Could you copy each line of the entries that contains "pole"?

====== RECORDS SUPPLIED ======

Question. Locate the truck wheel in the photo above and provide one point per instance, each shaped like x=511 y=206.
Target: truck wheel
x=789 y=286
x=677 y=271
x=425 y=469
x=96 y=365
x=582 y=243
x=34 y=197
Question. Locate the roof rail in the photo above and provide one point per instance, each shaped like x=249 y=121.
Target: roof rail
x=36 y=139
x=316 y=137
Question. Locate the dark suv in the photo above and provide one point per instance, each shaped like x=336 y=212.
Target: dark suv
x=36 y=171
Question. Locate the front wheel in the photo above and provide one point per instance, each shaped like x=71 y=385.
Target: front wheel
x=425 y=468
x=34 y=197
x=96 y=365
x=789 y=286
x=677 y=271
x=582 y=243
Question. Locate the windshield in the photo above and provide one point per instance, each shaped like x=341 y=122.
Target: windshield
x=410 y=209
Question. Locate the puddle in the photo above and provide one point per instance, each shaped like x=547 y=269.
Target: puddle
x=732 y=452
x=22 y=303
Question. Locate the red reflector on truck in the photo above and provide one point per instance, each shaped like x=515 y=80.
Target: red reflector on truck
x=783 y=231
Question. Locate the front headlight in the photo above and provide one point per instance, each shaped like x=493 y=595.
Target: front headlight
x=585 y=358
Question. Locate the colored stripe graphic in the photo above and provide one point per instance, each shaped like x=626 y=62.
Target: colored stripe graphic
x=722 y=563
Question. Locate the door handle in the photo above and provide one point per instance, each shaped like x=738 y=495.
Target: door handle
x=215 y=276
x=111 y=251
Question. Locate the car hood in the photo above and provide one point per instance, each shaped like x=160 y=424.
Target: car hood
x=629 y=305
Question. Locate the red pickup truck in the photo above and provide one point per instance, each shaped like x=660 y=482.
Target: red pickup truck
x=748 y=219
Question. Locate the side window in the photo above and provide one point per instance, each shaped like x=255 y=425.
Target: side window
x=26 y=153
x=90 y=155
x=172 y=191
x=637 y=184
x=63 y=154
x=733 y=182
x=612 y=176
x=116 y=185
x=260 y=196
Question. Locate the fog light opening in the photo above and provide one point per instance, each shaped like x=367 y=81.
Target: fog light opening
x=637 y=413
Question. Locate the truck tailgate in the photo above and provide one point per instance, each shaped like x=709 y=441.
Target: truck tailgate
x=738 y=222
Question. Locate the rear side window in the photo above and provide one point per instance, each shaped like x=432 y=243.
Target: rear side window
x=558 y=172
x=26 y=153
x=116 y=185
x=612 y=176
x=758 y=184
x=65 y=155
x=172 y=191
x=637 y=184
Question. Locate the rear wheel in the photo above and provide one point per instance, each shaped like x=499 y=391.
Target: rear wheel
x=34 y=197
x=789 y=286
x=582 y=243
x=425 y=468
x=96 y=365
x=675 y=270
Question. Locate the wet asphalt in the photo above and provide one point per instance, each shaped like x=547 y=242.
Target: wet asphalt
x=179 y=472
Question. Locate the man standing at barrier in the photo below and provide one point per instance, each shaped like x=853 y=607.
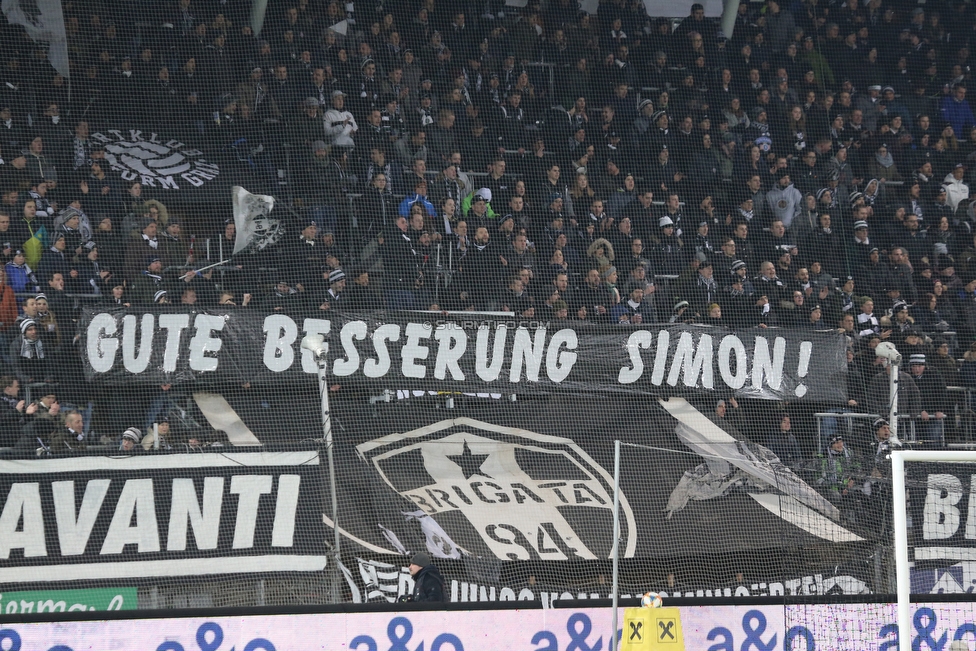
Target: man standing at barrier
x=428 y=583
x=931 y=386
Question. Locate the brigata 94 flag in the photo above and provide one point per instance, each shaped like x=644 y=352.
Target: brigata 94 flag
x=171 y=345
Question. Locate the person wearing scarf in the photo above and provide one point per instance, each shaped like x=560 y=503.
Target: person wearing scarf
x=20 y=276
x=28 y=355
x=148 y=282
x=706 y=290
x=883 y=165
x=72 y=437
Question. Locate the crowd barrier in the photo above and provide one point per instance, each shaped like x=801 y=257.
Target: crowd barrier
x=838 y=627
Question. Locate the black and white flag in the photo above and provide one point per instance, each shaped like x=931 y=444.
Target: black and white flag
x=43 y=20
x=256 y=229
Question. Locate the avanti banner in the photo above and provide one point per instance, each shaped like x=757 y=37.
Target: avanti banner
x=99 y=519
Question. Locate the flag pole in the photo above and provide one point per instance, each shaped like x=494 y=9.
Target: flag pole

======

OUTPUT:
Question. Locate the flag pole in the photo above and provide one point per instance, each shaped like x=494 y=9.
Target: flag pole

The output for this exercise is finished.